# Carpro Perl



## Andyblue (Jun 20, 2017)

So, just picked up a bottle to try out. 

Wondering what dilution ratio people are using for it are - for the different areas it can be used for ? 

Cheers :thumb:


----------



## Rappy (Oct 2, 2020)

Hi Andy,

I use it 1:1 on tyres & 3:1 on exterior trim & engine bay dressing


----------



## Rappy (Oct 2, 2020)

Recommend dilution ratio (parts to water). Please note, I have never used it inside.

- External plastics - 1: 3
- Engine - 1:1~3
- Tires - 1:1
- Interior rubber / dashboard / leather / vinyl - 1:5


----------



## 66Rob (Sep 25, 2007)

I use neat on tyres i was using 1:1 but for me neat improves the look and longevity very slightly.


----------



## President Swirl (Oct 23, 2011)

Awesome stuff mate, I used some about an hour ago. Neat on tyres, worked in with a brush helps. Remove excess on wheels. 1 in 3 for engine and exterior trim. 1 in 5 or 6 in my experience is fine for interior use. Buff well, as it can smear.
I keep about half for neat use and other bottles for differing dilutions.


----------



## GleemSpray (Jan 26, 2014)

I am looking for a wipe on exterior dressing for slightly faded exterior trim that has some degree of durability. 

I don't want a permanent restorer like C4, i just want something quick and easy to use on a fairly regular basis.

Currently i use Autoglym Vinyl and Rubber Care on interior trim and their Bumper and Trim Gel on exterior.

The Bumper and Trim Gel seems to last anything up to 2 months on exterior trim, so i would want that sort of durability or better.

I have read all the rave reviews on PERL, but am trying to find out how long it would withstand typical UK weather when used at 3:1 dilution ?


----------



## SuperchargedLlama (Apr 25, 2008)

Nanolex Trim Rejuvenator - Soul Boy recommended it to me the other day and I grabbed some, it's phenomenal and reportedly has 6-9 months durability. Although I did find that Surfex HD stripped it off (fair enough).

Here's a video of me using it compared to Auto Finesse Revive (revive is nearer the rear wheel- RHS of the screen - Nanolex on the left hand side)

__
http://instagr.am/p/CNDQnQLn0Kh/

Here's a 50/50 https://photos.app.goo.gl/rzveB4aPWcKyGGwV8


----------



## SuperchargedLlama (Apr 25, 2008)

Eurgh, seemingly posted a new reply rather than edited the last one, sorry.

My review and comparison video will be up next Friday on YouTube, I've got a bit more editing to do yet.


----------



## Soul boy 68 (Sep 8, 2013)

SuperchargedLlama said:


> Nanolex Trim Rejuvenator - Soul Boy recommended it to me the other day and I grabbed some, it's phenomenal and reportedly has 6-9 months durability. Although I did find that Surfex HD stripped it off (fair enough).
> 
> Here's a video of me using it compared to Auto Finesse Revive (revive is nearer the rear wheel- RHS of the screen - Nanolex on the left hand side)
> 
> ...


And it's still going strong six months on but tomorrow it'll be removed as I'll be carrying out my six monthly detailing on my M2 Competition. It'll be a cool cloudy day which is perfect for detailing.


----------



## Andyblue (Jun 20, 2017)

Thanks guys, really helpful. :thumb: 

Hoping to try it out over weekend :thumb:


----------



## Andyblue (Jun 20, 2017)

An excerpt from a dataset
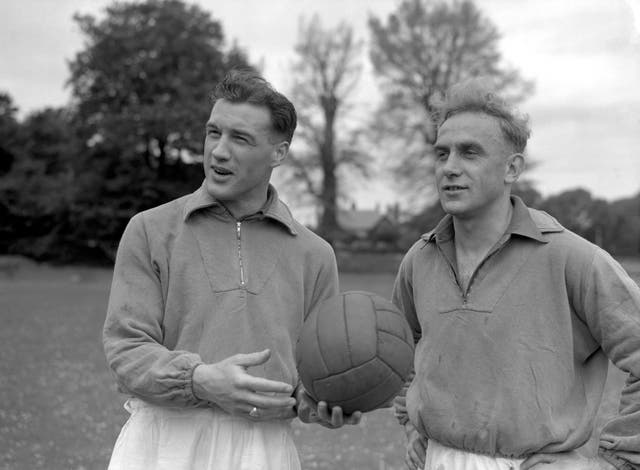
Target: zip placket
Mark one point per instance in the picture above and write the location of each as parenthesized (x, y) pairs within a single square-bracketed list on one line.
[(239, 238)]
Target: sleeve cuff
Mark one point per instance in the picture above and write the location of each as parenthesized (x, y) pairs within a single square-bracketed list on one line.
[(616, 461)]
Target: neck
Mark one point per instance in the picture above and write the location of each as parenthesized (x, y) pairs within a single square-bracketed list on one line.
[(244, 208), (480, 233)]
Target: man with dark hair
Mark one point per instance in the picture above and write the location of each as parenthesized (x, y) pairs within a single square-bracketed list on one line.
[(514, 316), (208, 297)]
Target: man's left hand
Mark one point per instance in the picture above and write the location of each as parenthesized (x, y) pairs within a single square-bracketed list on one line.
[(565, 461), (311, 412)]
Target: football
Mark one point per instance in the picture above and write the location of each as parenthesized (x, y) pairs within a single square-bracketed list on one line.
[(355, 351)]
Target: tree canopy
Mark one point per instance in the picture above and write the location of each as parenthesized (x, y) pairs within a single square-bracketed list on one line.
[(131, 138), (326, 70), (417, 53)]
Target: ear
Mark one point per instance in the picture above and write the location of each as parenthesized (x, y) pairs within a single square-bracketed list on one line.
[(279, 153), (514, 167)]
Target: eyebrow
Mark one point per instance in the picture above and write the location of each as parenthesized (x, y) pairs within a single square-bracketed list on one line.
[(233, 130), (459, 145)]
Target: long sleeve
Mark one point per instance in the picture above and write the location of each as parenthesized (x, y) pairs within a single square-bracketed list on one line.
[(133, 331), (326, 283), (402, 297), (611, 302)]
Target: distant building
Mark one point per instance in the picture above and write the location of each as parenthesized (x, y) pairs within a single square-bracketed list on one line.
[(369, 228)]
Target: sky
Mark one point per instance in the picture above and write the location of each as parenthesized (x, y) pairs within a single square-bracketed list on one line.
[(583, 55)]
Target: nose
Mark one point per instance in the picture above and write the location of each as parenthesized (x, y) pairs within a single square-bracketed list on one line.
[(220, 149), (451, 167)]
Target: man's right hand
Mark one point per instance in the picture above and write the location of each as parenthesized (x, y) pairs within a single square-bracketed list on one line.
[(229, 386), (416, 447)]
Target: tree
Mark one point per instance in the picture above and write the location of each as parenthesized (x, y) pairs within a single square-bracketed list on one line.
[(325, 71), (423, 48), (140, 94), (36, 193), (142, 81)]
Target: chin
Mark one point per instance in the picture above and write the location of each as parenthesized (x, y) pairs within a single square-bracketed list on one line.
[(453, 208)]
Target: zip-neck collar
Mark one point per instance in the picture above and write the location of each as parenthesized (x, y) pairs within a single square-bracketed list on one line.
[(273, 208)]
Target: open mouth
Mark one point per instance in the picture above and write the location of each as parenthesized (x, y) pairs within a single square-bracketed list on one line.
[(221, 170)]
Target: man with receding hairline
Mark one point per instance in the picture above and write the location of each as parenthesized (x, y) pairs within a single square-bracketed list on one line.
[(208, 297), (514, 316)]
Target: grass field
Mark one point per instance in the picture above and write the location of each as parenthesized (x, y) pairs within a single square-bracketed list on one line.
[(58, 405)]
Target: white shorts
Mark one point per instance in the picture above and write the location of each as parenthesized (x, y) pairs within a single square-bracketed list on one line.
[(158, 438), (440, 457)]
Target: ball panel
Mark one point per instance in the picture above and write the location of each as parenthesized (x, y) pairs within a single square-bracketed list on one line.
[(393, 322), (395, 353), (354, 351), (331, 334), (310, 363), (375, 397), (360, 320), (352, 382)]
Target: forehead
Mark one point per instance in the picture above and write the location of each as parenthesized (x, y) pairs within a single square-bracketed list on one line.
[(471, 127), (241, 116)]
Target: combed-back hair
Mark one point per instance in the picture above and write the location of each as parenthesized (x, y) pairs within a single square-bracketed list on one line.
[(247, 86), (478, 95)]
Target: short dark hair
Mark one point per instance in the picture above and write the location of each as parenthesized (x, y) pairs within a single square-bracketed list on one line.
[(478, 95), (247, 86)]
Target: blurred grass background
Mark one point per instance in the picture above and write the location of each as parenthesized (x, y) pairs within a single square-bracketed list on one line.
[(59, 408)]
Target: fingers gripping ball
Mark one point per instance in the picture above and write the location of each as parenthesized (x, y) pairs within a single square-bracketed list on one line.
[(355, 351)]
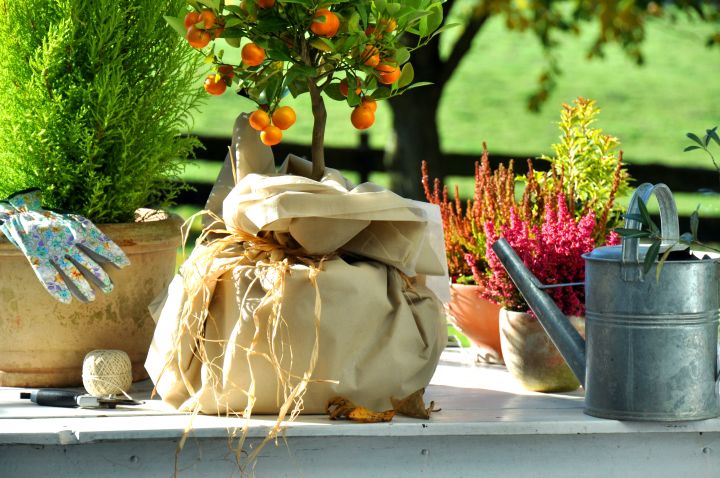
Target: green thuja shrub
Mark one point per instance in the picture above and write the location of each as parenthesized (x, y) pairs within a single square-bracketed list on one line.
[(589, 161), (95, 98)]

- [List of tasks]:
[1] List every username that heads a post in the Carpro Perl thread, giving each one only once.
[2] Translate this sentence from the Carpro Perl thread into Spanish: "Buff well, as it can smear."
[3] Duplicate a passage of the Carpro Perl thread word for word: begin at the words "I am looking" and stop after "durability or better.".
The rows are separate material, apart from the Carpro Perl thread.

- [Task-by-task outputs]:
[1] Andyblue, Rappy, 66Rob, President Swirl, GleemSpray, SuperchargedLlama, Soul boy 68

[2] Pule bien, ya que puede dejar manchas.

[3]
I am looking for a wipe on exterior dressing for slightly faded exterior trim that has some degree of durability. 

I don't want a permanent restorer like C4, i just want something quick and easy to use on a fairly regular basis.

Currently i use Autoglym Vinyl and Rubber Care on interior trim and their Bumper and Trim Gel on exterior.

The Bumper and Trim Gel seems to last anything up to 2 months on exterior trim, so i would want that sort of durability or better.